> [QUÉ SE PIDE] Devuelve sin cambios la parte del fragmento sobre Bartolomé de Las Casas que comienza con "Sigue, como en" y continúa hasta "de los nativos.".

> [FRAGMENTO DEL DOCUMENTO]
Sigue, como en sus grandes obras, un método y un estilo de argumentación plenamente escolásticos, a pesar de que su fondo doctrinal es del más subido humanismo, ya que parte de la dignidad y de la libertad del individuo y de los pueblos. Aduce de una forma ordenada y lógica abundantes pruebas de la Sagrada Escritura, de los Santos Padres, de los doctores de la Iglesia, del derecho civil y eclesiástico, de la historia y de la razón natural. No deja nada en el tintero, para conseguir demostrar que la evangelización tiene que rehuir toda fuerza física para ir derechamente al entendimiento y a la voluntad, exponiendo las verdades con claridad meridiana, repitiendo incesantemente y sin cansarse los argumentos, atrayendo con suavidad, dulzura, bondad y mansedumbre la voluntad de los nativos.

Los principios sentados en esta obra por Las Casas constituyen el mejor manual de pedagogía de la fe, digno de ser seguido a la letra en nuestros días. Si un principio clave de misionología es lo que se llama “inculturación”, Bartolomé de Las Casas con su defensa de los valores culturales de los indios ha llevado la inculturación a su grado más alto. Los recursos que nos muestra son muy numerosos. Vamos a recordar ahora dos pasajes en este bosque bien repleto y ordenado del P. Las Casas.

> [DATOS REGISTRADOS]
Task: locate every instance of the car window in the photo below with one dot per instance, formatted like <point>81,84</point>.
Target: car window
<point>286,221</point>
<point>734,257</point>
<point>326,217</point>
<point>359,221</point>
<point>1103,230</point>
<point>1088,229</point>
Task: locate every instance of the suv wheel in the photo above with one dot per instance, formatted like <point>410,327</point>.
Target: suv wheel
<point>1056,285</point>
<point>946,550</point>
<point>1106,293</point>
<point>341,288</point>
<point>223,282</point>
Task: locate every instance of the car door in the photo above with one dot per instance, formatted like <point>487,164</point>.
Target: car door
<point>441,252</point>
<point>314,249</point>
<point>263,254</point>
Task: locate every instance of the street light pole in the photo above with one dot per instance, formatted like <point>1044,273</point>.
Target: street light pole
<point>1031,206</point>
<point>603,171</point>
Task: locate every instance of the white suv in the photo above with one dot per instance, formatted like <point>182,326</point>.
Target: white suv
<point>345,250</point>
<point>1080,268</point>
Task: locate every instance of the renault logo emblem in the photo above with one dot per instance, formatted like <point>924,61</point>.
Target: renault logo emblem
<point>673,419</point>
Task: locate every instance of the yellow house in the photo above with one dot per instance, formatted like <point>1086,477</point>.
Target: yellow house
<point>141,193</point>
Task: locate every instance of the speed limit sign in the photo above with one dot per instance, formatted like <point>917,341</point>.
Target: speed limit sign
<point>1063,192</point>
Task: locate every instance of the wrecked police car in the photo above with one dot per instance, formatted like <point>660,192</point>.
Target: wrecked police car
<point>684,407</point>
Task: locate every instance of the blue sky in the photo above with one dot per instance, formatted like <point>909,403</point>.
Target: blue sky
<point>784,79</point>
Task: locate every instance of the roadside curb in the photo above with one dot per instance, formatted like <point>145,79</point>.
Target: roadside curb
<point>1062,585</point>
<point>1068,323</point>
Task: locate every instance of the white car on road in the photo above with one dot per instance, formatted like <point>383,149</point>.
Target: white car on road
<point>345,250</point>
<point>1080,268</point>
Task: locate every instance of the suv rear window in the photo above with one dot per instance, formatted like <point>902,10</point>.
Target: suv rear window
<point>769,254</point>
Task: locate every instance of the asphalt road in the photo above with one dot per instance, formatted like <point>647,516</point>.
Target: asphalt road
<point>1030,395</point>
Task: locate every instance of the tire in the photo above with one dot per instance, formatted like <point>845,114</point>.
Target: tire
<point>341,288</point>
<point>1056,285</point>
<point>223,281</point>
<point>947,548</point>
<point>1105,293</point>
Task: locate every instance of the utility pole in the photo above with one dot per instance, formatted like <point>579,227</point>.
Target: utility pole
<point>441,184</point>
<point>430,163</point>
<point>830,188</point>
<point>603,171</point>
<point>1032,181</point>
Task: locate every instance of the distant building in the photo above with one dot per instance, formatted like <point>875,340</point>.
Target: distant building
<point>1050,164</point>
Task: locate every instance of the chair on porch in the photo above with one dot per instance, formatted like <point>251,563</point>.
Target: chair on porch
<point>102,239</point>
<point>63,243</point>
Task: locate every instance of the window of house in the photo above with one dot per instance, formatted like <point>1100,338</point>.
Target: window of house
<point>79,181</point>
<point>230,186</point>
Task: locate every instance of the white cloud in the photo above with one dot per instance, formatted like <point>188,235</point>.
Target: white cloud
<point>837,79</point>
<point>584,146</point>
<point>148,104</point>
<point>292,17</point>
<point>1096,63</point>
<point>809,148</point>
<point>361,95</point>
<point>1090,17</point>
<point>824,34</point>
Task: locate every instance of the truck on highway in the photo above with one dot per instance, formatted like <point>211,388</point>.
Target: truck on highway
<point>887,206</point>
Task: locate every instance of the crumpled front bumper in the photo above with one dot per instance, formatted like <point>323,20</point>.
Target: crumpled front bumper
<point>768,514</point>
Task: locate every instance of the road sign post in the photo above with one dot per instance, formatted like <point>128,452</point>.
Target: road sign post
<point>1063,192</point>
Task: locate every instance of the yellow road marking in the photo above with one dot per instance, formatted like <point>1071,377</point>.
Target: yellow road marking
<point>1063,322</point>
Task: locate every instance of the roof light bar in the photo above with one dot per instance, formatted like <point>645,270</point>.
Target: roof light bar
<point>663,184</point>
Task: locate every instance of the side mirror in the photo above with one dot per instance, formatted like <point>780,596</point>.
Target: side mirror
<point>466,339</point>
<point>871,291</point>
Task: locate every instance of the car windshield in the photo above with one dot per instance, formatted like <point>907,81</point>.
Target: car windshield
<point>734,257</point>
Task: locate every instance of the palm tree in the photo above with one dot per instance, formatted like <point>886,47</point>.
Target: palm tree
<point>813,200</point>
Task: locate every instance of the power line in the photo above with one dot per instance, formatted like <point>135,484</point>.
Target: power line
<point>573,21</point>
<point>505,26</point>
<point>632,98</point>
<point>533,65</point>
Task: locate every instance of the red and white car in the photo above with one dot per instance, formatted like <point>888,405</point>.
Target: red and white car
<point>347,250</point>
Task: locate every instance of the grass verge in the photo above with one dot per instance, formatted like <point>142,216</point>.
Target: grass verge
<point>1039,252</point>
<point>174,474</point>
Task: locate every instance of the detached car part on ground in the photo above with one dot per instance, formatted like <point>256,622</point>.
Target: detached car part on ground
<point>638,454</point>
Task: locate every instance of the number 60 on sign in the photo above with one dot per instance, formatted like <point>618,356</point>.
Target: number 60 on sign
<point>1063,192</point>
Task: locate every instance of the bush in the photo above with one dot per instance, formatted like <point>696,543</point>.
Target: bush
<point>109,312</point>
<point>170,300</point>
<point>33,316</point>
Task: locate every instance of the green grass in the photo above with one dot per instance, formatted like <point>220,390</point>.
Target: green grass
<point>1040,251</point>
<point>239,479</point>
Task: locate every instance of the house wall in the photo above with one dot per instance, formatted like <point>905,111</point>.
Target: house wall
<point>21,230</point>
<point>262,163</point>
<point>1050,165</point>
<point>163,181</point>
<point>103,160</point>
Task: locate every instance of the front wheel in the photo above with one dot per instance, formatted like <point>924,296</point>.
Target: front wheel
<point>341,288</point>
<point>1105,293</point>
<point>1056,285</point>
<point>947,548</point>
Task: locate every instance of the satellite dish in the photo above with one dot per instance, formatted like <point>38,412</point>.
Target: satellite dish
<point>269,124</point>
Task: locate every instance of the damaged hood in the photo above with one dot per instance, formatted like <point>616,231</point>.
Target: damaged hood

> [LA SOLUCIÓN]
Sigue, como en sus grandes obras, un método y un estilo de argumentación plenamente escolásticos, a pesar de que su fondo doctrinal es del más subido humanismo, ya que parte de la dignidad y de la libertad del individuo y de los pueblos. Aduce de una forma ordenada y lógica abundantes pruebas de la Sagrada Escritura, de los Santos Padres, de los doctores de la Iglesia, del derecho civil y eclesiástico, de la historia y de la razón natural. No deja nada en el tintero, para conseguir demostrar que la evangelización tiene que rehuir toda fuerza física para ir derechamente al entendimiento y a la voluntad, exponiendo las verdades con claridad meridiana, repitiendo incesantemente y sin cansarse los argumentos, atrayendo con suavidad, dulzura, bondad y mansedumbre la voluntad de los nativos.